++++ Entries ++++
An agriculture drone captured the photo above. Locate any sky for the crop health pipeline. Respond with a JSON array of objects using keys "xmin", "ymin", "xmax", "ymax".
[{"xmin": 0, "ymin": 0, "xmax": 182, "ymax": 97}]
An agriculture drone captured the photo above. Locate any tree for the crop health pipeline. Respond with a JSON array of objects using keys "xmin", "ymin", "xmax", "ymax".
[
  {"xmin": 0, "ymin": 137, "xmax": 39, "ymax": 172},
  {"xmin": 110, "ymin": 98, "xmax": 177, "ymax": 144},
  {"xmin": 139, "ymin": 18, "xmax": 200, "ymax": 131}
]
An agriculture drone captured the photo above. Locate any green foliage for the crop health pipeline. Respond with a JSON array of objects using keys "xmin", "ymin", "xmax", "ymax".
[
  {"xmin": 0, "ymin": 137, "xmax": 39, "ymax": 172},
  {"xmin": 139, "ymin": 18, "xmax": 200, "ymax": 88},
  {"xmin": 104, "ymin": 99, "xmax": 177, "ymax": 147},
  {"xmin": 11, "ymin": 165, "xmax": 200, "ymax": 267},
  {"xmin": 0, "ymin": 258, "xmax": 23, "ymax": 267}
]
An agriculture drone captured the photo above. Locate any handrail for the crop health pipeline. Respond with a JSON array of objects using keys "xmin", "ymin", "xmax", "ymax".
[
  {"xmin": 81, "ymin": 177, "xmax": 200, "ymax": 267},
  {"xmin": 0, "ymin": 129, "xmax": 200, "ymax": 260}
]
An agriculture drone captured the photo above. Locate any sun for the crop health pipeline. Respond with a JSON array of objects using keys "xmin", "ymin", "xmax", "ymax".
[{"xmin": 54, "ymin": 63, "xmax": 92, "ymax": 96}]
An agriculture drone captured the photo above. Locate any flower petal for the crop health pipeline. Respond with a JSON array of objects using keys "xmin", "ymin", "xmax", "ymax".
++++
*Task to complete*. Word for word, extract all the records.

*Answer to the problem*.
An agriculture drone captured the photo above. Locate any sky for the crop health pipeline. Respond with a JSON array of objects using keys "xmin", "ymin", "xmax", "ymax".
[{"xmin": 0, "ymin": 0, "xmax": 182, "ymax": 97}]
An agriculture drone captured the photo above. Locate any tree for the crop health pipeline. Respond with a JSON array of objects using keys "xmin", "ymin", "xmax", "ymax".
[
  {"xmin": 0, "ymin": 137, "xmax": 39, "ymax": 172},
  {"xmin": 110, "ymin": 98, "xmax": 177, "ymax": 144},
  {"xmin": 139, "ymin": 18, "xmax": 200, "ymax": 131}
]
An agriculture drone captured the photo above. Locate any green foliage for the crop health pipeline. Respond with a JSON array of objects using keys "xmin", "ymin", "xmax", "ymax".
[
  {"xmin": 0, "ymin": 137, "xmax": 39, "ymax": 172},
  {"xmin": 139, "ymin": 18, "xmax": 200, "ymax": 88},
  {"xmin": 104, "ymin": 99, "xmax": 177, "ymax": 147},
  {"xmin": 11, "ymin": 165, "xmax": 200, "ymax": 267},
  {"xmin": 0, "ymin": 258, "xmax": 23, "ymax": 267}
]
An agriculture drone captured the photo above. Locate any handrail for the crop health pipeline. Respond with a JSON array of objects using keys "xmin", "ymin", "xmax", "ymax".
[
  {"xmin": 81, "ymin": 177, "xmax": 200, "ymax": 267},
  {"xmin": 0, "ymin": 129, "xmax": 200, "ymax": 260}
]
An agriculture drone captured the photo above. Locate any sun for the crop health pipeline. Respond with a JSON array of objects using keys "xmin", "ymin", "xmax", "ymax".
[{"xmin": 54, "ymin": 63, "xmax": 92, "ymax": 96}]
An agriculture drone captured the photo above. Locate any flower petal for the crop health pipeline. Respond with a JSON array of objects using keys "xmin", "ymin", "xmax", "ymax".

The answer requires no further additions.